-- START Supplied passage --

The opinion of the court was delivered by: DOOLING
Petitioner was in 1963 convicted in Kings County Supreme Court of robbery in the first degree, grand larceny in the first degree, and assault in the second degree, and he was given concurrent sentences totalling fifteen to thirty years in state prison. Petitioner, complaining of errors appearing of record, has exhausted his state remedies of appeal: the Appellate Division affirmed the conviction, one justice dissenting (21 A.D.2d 908, 252 N.Y.S.2d 411) and the Court of Appeals affirmed, three judges dissenting (16 N.Y.2d 576, 260 N.Y.S.2d 844, 208 N.E.2d 787) on the dissenting opinion in the Appellate Division. Petitioner's codefendant sought and was denied certiorari. Valenti v. New York, 1966, 384 U.S. 989, 86 S. Ct. 1891, 16 L. Ed. 2d 1005. Two grounds of relief are urged, first, that the Petitioner was in substance denied the assistance of counsel because his counsel was forced to trial without adequate time to prepare, and second, that the Petitioner was denied a fair trial, i.e., was denied fundamental due process, by the trial court's unexcepted-to omission to charge the presumption of innocence. The latter point was the ground of the dissent of Mr. Justice Christ and of Chief Judge Desmond, and Judges Dye and Burke.
1. The trial record is painful reading; counsel, coming into the case on the Friday before trial, pressed hard for adjournment; the Court, suspicious of a last-minute maneuver to force an adjournment of the trial to the session of another judge, dealt sharply with counsel, and clashes over rulings exacerbated the unpleasant relation on which the trial started. Yet, it cannot be said that the time reluctantly granted was manifestly inadequate to the modest demands of the case, or that enough was produced either to the trial judge or in this Court to make out a verifiable claim that the defense suffered from inadequacy of time to prepare. Cf. United States v. Cozzi, 7th Cir. 1965, 354 F.2d 637; Stamps v. United States, 8th Cir. 1967, 387 F.2d 993, 995-996.
2. Petitioner was tried with one Valenti on charges growing out of their alleged daylight robbery of a liquor store in the Williamsburg neighborhood in Brooklyn. Valenti, allegedly, wielded a knife. The robbers bound and gagged the clerk in the store, and they made off with $1,800 in currency. The clerk, the principal witness at the trial, had never seen either robber before their brief encounter during the holdup, and Petitioner and Valenti were not arrested as the robbers for a month or more. The clerk identified Petitioner a month later at a precinct station house, and Valenti, five weeks later. The trial was short, and simple, and, if the clerk's identification of Petitioner and Valenti was not shaken, defense was futile. The clerk evidently was an impressively good witness (see Record on Appeal to Court of Appeals, pp. 168-169, 178, 181, 185-186, 209). Petitioner attempted to prove an alibi, but his witness was not impressive (Record etc., pp. 148-153), and the alibi point was not emphasized in summation (Record etc., pp. 182-183).

-- END Supplied passage --
-- START Data provided --

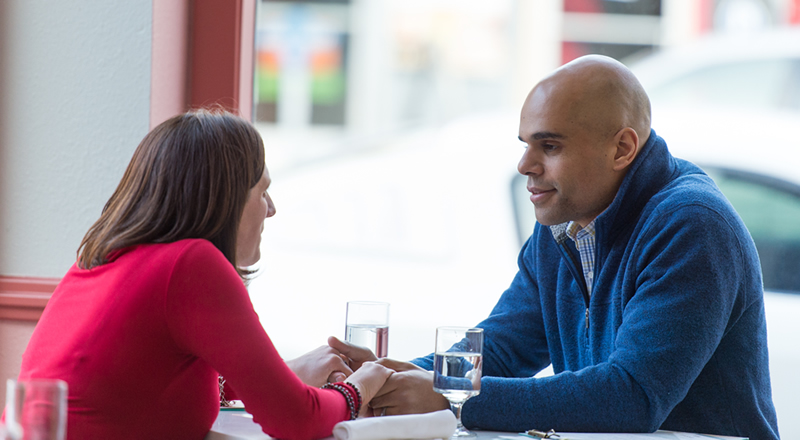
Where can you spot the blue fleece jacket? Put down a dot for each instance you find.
(673, 336)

-- END Data provided --

# [Written instruction]
In the court opinion, why did the trial court deal sharply with defense counsel? Answer in one to three sentences.

# [Full answer]
The trial court suspected that counsel, who came into the case on the Friday before trial and pressed hard for an adjournment, was making a last-minute maneuver to push the trial to the session of another judge. Clashes over rulings then made the relationship worse.